Algorithm + Strategy = Parallelism

The first thing to explain is Parallel Strategies. I’ve talked about them before, but I’ll do so again here since they’re important to what I’m trying to demonstrate. The idea of the Parallel Strategy is that we can capture a threading pattern, or some method of concurrency in general, in a separate abstraction called a Strategy, and write our concurrent programs independently of the particular threading pattern.

In Java terms, a Strategy<A> is a way of turning any Java expression, whose evaluated type is A, into a value of type A. How this happens is implementation-specific, but we’d like it to be concurrent. First, we need a way of capturing the idea of an unevaluated A. It’s a bit like the idea behind Runnable, only that we can get a value out of it. Java 5 has the Callable interface, which is really close to representing “any expression”, since we can create Callables anonymously, but its call() method throws Exceptions, creating a kind of barrier for the programmer. Instead, we’ll use fj.P1<A>. It’s an abstract class with one abstract method: A _1()

The Strategy class has an instance method called par(P1<A>). This will evaluate the given P1 concurrently, immediately returning another P1 that can get the value once it’s ready. Behind the scenes, it actually creates a Callable, turns it into a Future, then returns a P1 that calls Future.get(), but all of that is implementation detail. Strategy comes with some static construction methods that implement basic threading patterns, and you can implement your own by passing a Future-valued function to the strategy(F<P1<A>, Future<A>>) method.

You might be concerned that P1 can’t throw any checked exceptions. This is by design. You’ll find that once you start working with concurrent effects, the value of checked exceptions goes out the window. Besides, if our P1 did need to throw errors, we would use Lazy Error Handling and declare this in the P1's type.

★ ★ ★ ★

Goal 1
Please retype the records between the line holding "it: point(156, 244)." and the line holding "point(312, 95)", inclusive.
Goal 2
Write what comes next in the passage on parallel strategies in Java, picking up after its last sentence.
The passage on parallel strategies and the records that follow are unrelated material.

Entries
★ ★ ★ ★

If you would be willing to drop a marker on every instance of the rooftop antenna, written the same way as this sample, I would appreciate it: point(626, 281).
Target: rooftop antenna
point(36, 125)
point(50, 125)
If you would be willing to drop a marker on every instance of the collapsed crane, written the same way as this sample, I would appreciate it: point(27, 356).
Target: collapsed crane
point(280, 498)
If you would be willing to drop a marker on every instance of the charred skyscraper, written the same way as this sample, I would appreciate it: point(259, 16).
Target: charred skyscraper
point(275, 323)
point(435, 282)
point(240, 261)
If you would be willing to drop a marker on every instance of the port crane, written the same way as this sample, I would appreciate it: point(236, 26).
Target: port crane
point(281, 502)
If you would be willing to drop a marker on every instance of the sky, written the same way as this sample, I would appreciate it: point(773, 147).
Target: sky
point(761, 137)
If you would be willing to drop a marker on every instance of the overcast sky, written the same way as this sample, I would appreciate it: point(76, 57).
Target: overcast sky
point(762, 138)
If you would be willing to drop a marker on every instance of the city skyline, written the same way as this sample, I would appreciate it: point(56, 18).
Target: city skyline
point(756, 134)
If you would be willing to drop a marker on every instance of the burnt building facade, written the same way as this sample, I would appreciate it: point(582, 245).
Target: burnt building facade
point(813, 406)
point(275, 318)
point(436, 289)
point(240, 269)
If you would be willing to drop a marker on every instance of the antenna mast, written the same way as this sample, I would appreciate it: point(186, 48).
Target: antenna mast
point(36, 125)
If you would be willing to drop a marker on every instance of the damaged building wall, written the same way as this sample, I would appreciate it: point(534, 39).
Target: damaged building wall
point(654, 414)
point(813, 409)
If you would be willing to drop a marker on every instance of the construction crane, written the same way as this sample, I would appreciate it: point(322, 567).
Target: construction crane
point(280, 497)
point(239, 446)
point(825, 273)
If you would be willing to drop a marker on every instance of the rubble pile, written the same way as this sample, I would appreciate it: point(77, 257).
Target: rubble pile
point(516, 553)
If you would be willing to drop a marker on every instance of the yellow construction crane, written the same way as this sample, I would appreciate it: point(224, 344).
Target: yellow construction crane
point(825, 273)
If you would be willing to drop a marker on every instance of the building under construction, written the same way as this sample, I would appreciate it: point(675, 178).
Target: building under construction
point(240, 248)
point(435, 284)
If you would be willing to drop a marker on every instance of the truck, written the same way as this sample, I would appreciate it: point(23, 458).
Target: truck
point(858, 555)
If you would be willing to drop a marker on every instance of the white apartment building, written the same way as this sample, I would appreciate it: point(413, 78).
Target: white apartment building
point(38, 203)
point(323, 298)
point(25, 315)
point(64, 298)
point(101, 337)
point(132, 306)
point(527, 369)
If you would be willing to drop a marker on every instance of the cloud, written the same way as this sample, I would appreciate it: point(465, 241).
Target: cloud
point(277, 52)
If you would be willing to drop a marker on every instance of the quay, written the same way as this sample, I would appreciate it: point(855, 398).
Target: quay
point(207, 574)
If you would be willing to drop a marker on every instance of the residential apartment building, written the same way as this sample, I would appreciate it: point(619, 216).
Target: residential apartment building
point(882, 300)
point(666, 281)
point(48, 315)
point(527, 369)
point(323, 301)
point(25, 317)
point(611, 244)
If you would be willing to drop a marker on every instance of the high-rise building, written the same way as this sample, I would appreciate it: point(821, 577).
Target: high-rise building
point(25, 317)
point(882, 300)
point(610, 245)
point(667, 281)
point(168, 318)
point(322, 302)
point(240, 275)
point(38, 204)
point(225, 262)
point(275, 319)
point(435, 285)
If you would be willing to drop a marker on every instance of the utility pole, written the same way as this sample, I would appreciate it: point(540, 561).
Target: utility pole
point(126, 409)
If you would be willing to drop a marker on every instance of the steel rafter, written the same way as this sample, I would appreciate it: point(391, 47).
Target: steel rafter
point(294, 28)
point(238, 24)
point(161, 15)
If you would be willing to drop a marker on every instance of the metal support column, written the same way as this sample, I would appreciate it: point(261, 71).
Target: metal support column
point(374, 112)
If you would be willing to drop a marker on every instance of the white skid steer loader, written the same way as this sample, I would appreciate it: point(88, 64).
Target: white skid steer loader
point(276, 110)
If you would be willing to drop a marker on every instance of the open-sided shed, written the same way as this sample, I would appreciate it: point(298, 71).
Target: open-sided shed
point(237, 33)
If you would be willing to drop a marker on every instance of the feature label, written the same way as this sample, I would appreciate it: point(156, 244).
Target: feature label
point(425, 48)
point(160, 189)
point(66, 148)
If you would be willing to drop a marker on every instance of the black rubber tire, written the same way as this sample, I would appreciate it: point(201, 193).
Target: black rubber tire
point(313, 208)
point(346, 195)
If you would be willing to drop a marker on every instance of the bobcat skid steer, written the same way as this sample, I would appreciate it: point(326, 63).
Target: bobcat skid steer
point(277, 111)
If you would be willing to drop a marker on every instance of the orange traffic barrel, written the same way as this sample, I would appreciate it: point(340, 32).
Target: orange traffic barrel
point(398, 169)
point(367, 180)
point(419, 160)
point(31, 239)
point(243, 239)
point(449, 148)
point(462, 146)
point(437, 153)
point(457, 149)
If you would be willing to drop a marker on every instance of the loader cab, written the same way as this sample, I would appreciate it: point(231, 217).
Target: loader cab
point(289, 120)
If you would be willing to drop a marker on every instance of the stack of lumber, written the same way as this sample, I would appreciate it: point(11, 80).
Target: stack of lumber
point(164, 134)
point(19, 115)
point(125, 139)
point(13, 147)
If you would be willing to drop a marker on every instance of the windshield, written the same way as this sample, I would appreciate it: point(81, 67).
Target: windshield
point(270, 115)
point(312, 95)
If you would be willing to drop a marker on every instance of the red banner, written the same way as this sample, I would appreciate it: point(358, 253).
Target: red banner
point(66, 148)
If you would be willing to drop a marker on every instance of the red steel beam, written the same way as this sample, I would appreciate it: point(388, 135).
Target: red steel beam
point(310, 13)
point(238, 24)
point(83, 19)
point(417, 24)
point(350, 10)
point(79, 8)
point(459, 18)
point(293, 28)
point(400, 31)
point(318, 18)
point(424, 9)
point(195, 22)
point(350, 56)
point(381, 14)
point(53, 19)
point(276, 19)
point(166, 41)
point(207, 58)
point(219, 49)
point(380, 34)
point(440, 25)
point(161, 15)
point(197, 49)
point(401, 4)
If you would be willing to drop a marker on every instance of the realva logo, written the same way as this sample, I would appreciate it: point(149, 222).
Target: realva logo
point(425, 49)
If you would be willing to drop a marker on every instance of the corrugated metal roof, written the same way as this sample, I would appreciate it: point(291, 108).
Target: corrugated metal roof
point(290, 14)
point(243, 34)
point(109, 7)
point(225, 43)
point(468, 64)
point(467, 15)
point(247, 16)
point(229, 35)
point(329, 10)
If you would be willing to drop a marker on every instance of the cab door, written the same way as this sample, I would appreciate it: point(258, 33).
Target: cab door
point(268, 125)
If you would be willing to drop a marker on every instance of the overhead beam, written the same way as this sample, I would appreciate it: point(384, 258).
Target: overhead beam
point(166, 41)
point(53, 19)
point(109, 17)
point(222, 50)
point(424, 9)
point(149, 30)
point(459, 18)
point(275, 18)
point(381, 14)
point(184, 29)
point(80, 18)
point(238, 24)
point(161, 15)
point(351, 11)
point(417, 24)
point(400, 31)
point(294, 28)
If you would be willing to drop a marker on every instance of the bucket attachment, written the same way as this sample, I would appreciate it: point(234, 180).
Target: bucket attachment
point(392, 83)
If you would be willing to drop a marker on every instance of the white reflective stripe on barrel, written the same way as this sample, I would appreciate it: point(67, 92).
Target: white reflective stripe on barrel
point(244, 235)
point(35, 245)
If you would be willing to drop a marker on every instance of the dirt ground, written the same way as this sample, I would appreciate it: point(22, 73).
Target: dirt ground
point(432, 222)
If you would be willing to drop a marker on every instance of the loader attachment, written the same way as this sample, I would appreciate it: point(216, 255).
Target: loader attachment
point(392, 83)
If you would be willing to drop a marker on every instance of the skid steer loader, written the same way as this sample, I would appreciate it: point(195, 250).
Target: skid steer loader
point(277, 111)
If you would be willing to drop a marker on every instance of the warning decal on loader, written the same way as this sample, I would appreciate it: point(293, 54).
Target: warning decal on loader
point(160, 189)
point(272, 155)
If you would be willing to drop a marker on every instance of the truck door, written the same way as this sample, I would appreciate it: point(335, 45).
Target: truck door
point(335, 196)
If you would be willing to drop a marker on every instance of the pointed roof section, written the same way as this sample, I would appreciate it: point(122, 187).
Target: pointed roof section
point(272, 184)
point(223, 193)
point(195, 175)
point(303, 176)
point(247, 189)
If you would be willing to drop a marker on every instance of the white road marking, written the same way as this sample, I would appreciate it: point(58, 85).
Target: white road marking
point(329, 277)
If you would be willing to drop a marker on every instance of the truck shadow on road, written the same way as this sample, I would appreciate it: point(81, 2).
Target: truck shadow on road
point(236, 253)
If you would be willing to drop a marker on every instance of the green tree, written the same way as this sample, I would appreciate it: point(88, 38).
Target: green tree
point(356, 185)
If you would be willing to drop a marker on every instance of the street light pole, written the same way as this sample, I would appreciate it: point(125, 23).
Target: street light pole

★ ★ ★ ★

Written answer 1
If you would be willing to drop a marker on every instance of the feature label, written the same way as this sample, I would appreciate it: point(156, 244).
Target: feature label
point(425, 48)
point(160, 189)
point(66, 148)
If you would be willing to drop a marker on every instance of the black rubber tire, written the same way as this sample, I would appreciate it: point(201, 193).
Target: black rubber tire
point(313, 208)
point(346, 195)
If you would be willing to drop a marker on every instance of the bobcat skid steer, written the same way as this sample, I would appreciate it: point(326, 63).
Target: bobcat skid steer
point(277, 111)
If you would be willing to drop a marker on every instance of the orange traffic barrel, written the same way as this sample, I would appreciate it: point(340, 32).
Target: orange traffic barrel
point(398, 169)
point(367, 180)
point(419, 160)
point(31, 239)
point(243, 239)
point(449, 148)
point(462, 146)
point(437, 153)
point(457, 149)
If you would be willing to drop a marker on every instance of the loader cab, written the same way as this sample, I would appreciate it: point(231, 217).
Target: loader cab
point(289, 120)
If you would be willing to drop a marker on every instance of the stack of lumber, written the same way as this sample, I would appreciate it: point(11, 80).
Target: stack of lumber
point(164, 134)
point(19, 115)
point(125, 139)
point(13, 147)
If you would be willing to drop a marker on every instance of the windshield, written the same way as this sample, I would appreciate it: point(81, 67).
Target: windshield
point(270, 115)
point(312, 95)

Written answer 2
Strategy + Effect = Actor

So now we have concurrent evaluation and parallel transformations. But we’re still ending up with objects that require us to call a blocking method to get their value. The only way around that is to not return any values at all. Instead, we’re going to let our P1s have side-effects. So instead of returning a P1 that lets us wait for the value, our P1s are now going to update a variable or send the value somewhere.

To model a P1 that doesn’t return a useful value, I’m going to use the Unit type. It’s another one of those trivial but useful classes. The Unit type is part of Functional Java, and it’s simply a type that only has one possible value. It’s a lot like the standard library’s Void type, except Void is even further impoverished. When you use this type, you’re saying that the actual value is immaterial. So to describe a P1 that doesn’t return anything useful, we use the type P1<Unit>. We can also describe a transformation from some type T to Unit, with F<T, Unit>.

Functional Java comes with a more honest version of F<A, Unit>, which is Effect<A>. It’s more honest in the sense that it doesn’t pretend to be a transformation, which properly should have no side-effects. Effect<A> is explicit about having side-effects, which is what we intend for Actors. It has one method that doesn’t return a value at all: void e(A a).

We now have what we need to instantiate the Actor class. Here’s an example of how to create and use a simple actor:


  Strategy<Unit> s = Strategy.simpleThreadStrategy();

  Actor<String> a = Actor.actor(s, new Effect<String>()
    {public void e(String s)
      {System.out.println(s);}});

  a.act("Hello, actors!");


The actor receives “messages” on its act method, and the Strategy serves as a kind of mailbox for it. You will note that there’s no dependency at all on any particular threading strategy or any part of the concurrency library by the Actor class. The strategy could be sending our Effects to be evaluated by Threads, remote server farms, by ForkJoin tasks, or even by a Mechanical Turk.

An Actor With its Own Mailbox

The Actor class by itself doesn’t yet quite achieve the kind of actors model you see implemented in Erlang or Scala. The important difference is that the Actor above can process multiple “messages” simultaneously. This solution, then, is more general, although if an actor such as the above mutates some state, we’re likely to run into race conditions. Not to worry, it’s easy to construct the more specific case. We just add a queue and ensure that only one message is processed at a time. This construct is available as part of Functional Java, and it’s called QueueActor.

Of course, the “one thread at a time” requirement is not implemented using any blocking or synchronization. Instead, The QueueActor has two possible states–“suspended” or “running”–and, behind the scenes, this is enforced with an AtomicBoolean to keep it consistent in the face of concurrency. If the actor is suspended when it receives a message, it becomes running and its Effect is immediately handed off to its Strategy. If it’s already running, then callers will leave a message on its queue. The QueueActor's Effect is a concurrent, threadless recursion (i.e. it uses a Strategy rather than a Thread) that completely empties the queue, then puts the QueueActor's state back to “suspended”.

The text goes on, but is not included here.